───── RECORDED DATA
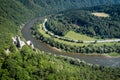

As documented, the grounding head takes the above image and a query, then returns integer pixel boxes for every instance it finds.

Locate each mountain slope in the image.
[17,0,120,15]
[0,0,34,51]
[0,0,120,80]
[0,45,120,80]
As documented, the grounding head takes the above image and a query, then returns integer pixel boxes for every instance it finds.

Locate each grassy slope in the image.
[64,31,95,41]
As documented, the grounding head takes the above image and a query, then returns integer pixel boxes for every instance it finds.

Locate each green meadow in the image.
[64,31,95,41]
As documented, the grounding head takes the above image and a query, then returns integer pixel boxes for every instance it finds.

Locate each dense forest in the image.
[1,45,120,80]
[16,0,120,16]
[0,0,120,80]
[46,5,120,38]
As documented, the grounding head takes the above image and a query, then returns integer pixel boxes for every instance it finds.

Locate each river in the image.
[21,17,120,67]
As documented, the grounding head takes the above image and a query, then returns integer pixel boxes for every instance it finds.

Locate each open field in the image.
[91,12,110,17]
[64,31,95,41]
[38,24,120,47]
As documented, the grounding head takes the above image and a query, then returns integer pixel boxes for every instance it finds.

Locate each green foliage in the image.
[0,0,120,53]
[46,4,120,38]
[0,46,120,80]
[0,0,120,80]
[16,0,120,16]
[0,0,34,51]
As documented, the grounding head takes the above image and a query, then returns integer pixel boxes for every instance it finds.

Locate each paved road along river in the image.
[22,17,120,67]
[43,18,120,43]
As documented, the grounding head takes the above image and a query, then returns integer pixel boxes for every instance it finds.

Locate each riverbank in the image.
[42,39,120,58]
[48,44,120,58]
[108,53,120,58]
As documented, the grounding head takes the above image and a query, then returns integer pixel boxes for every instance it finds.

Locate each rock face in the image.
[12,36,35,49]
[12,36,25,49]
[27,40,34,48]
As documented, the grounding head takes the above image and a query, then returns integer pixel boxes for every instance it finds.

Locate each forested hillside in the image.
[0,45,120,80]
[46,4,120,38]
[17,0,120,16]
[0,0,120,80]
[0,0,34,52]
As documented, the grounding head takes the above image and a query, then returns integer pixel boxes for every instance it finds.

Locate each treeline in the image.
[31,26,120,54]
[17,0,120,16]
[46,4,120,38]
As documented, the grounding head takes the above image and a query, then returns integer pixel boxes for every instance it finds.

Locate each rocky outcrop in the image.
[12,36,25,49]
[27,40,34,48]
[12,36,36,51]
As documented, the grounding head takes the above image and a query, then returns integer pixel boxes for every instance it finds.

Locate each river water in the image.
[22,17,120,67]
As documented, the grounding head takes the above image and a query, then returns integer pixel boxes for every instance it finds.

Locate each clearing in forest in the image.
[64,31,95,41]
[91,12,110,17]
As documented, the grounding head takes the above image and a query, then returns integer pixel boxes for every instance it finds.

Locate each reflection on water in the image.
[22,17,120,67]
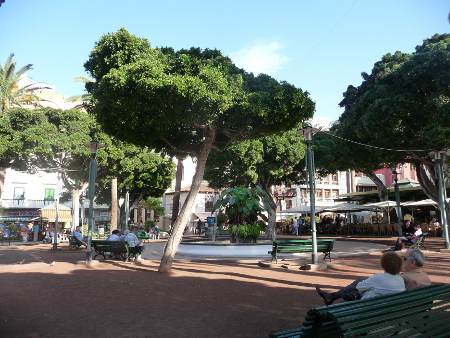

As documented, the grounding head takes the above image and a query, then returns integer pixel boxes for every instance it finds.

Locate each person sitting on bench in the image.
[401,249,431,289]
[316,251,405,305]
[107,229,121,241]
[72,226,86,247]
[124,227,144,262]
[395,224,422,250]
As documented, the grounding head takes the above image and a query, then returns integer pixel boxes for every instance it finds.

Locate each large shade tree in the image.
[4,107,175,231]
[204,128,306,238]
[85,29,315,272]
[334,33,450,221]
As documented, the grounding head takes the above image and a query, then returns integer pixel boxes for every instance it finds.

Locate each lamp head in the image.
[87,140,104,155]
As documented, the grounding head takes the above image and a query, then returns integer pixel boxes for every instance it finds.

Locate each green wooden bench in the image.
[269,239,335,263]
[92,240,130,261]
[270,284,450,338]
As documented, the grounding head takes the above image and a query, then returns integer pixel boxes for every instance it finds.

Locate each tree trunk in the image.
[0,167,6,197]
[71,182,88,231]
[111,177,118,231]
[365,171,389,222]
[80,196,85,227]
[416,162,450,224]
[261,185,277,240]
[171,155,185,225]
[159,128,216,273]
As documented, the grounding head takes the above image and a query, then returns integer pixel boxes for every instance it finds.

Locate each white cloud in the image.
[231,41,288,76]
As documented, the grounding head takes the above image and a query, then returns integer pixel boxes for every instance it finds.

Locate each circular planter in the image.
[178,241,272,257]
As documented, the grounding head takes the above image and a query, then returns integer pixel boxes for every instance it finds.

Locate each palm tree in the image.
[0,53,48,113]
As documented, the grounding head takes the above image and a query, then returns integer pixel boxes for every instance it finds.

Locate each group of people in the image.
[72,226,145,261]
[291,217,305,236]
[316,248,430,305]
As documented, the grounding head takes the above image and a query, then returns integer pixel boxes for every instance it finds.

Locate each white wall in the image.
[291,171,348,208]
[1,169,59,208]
──────────
WHAT IS NEEDED
Print every record above exactly as written, leaving out the pictures.

WRITTEN SOLUTION
As documented, the grounding head takes the above image and a query, then returns integer pixel boxes for every instance it finds.

Locate each mountain slope in the image.
[17,0,120,15]
[0,0,34,51]
[0,0,120,80]
[0,45,120,80]
As documented, the grounding head takes the above image and a query, then returns integer pixel boxes for every instance it finds.

Locate each grassy slope in the image.
[64,31,95,41]
As documented, the grounding head takes the above image and a query, then returns integer pixel boxes for every instance it finds.

Locate each green meadow in the image.
[64,31,95,41]
As documented, the grounding head takes the above image and a query, then returns integer pixel boxes for every instance it finds.

Locate each dense forest in the image.
[1,45,120,80]
[16,0,120,16]
[0,0,120,80]
[46,5,120,38]
As documented, the grounding head takes the above image and a query, then returns integer pixel boxes for every instance it finds.

Locate each river in the image.
[21,17,120,67]
As documented, the grounding head takes the above image and a query, then returns integer pixel boxes for every instance it finds.

Locate each open field in the image.
[91,12,110,17]
[64,31,95,41]
[38,24,120,47]
As documented, the grounding head takes the above image and a query, then returns integer pixel boxes for every instance it finds.

Locate each green foliage in the image.
[0,0,120,53]
[46,4,120,38]
[0,46,120,80]
[0,0,120,80]
[16,0,120,16]
[0,0,34,51]
As documented, the grounding head takes the above image and a query, then returns integer pixel boxes for every instance it finds.

Locate each paved road along river in the image.
[22,17,120,67]
[43,18,120,43]
As documented, the grounding head takes the above image and a query, then returns integer pixel boxes for every instance it finds.

Locate each riverbank in the image.
[42,39,120,58]
[48,44,120,58]
[108,53,120,58]
As documented, the grounding head takes the above image and a query, then returns integer pixel boxes for every instance it finds.

Locate each rock face in the image.
[12,36,35,49]
[12,36,25,49]
[27,40,34,48]
As documented, the grounding head takes the above image and a query, then returns integer pixel boxes for every instance it finds.

Locate each forested hillside in the image.
[0,45,120,80]
[46,4,120,38]
[17,0,120,16]
[0,0,120,80]
[0,0,34,52]
As documented, the grounding head takes the above image and a query, then returns integer pixel boxes for every instance it finds.

Locate each treeline in the image.
[31,26,120,54]
[17,0,120,16]
[46,4,120,38]
As documented, the grounding head takes the above image and a query, then returns integer pixel boxes for every instance it finds.

Locate each rocky outcrop in the image.
[12,36,25,49]
[27,40,34,48]
[12,36,36,51]
As documented, the grounding head takes the above image and a query, then returns integer pixel boxes for every instance it finds.

Locate each river water in the image.
[22,17,120,67]
As documented, the grounding head takes the above image and a query, then returns integer pixel boxes for every instance it finds.

Locate each clearing in forest in the image.
[64,31,95,41]
[91,12,110,17]
As documented, the grounding head takes the above image and a query, then returns integer pixel boxes for every instance it finds.

Locate each reflection on water in the image.
[22,17,120,67]

As documented, the grounding head takes the above image and a query, then returns integer pixel boxes for every instance it finds.

Locate each person sitting on bench in the image.
[401,249,431,289]
[316,251,405,305]
[107,229,121,241]
[72,226,86,247]
[124,227,144,262]
[395,224,422,250]
As documented, the grounding head takes the above image and a query, then returns integer pixel boxes for every instance it finds.

Locate each large shade tree in the image.
[4,107,175,231]
[204,128,306,238]
[85,29,315,272]
[334,33,450,221]
As documented, the grounding head takes the above image and a query, then returns integer pixel boxes for every instance it finds.

Locate each lamp head in the image.
[87,140,104,155]
As documented, the grounding head takes the above image and a query, then returns integer pixel boxes for every instance it finds.

Locate each green wooden bench in the image.
[269,239,335,263]
[92,240,130,261]
[270,284,450,338]
As documented, the grounding head takes the above image and a query, then returns integer pixel boxes for every instance it finds.

Locate each tree trunk in the image.
[0,167,6,197]
[71,182,88,231]
[111,177,118,231]
[365,171,389,222]
[80,196,85,227]
[416,162,450,224]
[261,185,277,240]
[171,155,185,225]
[159,128,216,273]
As documented, the grounding head takes the above image and a query, then returns integer pixel boxes for every instance it finds.

Locate each white cloud in the image.
[231,41,288,76]
As documented, the grounding head takes the above image and a query, then returns integer pixel boxes for every instance it finds.

Locate each circular planter in the image.
[178,241,272,257]
As documented, the grounding head takes the above image and a query, then returns integer pixel boxes for every instance it finds.

Locate each palm tree in the image.
[0,53,48,113]
As documented, the grounding head takes the above image and a query, then returns integer pixel boxes for every instance it finds.

Locate each group of people in the image.
[72,226,145,261]
[291,217,305,236]
[316,248,430,305]
As documented, the grounding head takes the above image and a query, then returns integer pixel boxes for every instance it finds.

Locate each white wall in the image.
[291,171,348,208]
[1,169,59,208]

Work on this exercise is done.